> [PROBLEM DETAILS]: Go through the listing below and say how many lines include "headboard". Give the number by itself.

==== SOURCE MATERIAL

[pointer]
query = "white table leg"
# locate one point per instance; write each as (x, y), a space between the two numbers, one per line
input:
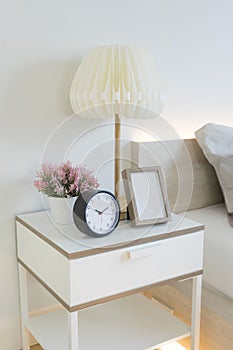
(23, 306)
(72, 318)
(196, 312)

========
==== SOURCE MATERIAL

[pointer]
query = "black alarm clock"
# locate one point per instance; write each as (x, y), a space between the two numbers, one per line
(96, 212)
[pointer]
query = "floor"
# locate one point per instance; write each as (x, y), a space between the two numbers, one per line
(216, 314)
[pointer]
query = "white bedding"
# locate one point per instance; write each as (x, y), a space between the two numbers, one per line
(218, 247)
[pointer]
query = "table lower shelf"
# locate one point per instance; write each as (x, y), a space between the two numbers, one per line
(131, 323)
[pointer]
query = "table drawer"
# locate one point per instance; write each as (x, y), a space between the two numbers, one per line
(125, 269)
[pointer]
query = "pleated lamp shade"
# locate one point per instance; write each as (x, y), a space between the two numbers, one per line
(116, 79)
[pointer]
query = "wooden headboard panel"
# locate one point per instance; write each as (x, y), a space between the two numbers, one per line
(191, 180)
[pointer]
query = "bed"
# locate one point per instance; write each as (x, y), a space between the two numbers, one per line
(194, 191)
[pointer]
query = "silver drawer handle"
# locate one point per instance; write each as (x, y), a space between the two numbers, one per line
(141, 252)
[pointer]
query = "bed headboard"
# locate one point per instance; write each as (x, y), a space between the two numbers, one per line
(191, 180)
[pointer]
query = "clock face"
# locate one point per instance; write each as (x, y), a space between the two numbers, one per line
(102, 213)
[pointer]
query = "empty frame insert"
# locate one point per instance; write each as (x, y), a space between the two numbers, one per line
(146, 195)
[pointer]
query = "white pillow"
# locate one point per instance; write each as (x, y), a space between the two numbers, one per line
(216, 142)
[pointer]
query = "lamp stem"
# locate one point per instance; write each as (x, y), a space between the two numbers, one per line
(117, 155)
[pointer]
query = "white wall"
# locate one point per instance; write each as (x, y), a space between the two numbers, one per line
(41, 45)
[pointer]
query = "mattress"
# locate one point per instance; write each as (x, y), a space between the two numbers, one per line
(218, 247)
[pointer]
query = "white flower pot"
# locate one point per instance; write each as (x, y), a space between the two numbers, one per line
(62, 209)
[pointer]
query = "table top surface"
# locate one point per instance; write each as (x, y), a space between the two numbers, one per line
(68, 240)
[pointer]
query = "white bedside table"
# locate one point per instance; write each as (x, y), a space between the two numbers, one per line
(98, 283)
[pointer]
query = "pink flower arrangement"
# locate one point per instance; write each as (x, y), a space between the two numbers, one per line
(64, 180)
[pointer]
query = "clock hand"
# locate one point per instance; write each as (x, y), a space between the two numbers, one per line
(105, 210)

========
==== SOURCE MATERIAL

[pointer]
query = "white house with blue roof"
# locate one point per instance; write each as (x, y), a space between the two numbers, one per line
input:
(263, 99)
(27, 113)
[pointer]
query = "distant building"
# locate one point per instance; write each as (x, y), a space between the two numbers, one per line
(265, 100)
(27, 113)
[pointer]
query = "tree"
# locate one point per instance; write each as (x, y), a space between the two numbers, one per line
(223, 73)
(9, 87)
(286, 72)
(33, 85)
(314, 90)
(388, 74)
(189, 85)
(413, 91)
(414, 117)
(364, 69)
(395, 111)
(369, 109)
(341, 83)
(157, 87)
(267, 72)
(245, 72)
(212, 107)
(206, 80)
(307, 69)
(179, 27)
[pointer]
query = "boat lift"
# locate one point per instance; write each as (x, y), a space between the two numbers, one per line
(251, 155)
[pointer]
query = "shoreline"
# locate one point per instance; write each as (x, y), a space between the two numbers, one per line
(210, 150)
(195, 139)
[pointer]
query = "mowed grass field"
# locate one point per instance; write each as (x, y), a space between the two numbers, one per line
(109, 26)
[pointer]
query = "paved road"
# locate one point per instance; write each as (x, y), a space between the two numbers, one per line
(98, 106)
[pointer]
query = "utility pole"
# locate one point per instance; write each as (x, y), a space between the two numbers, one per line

========

> [EXERCISE RESULT]: 2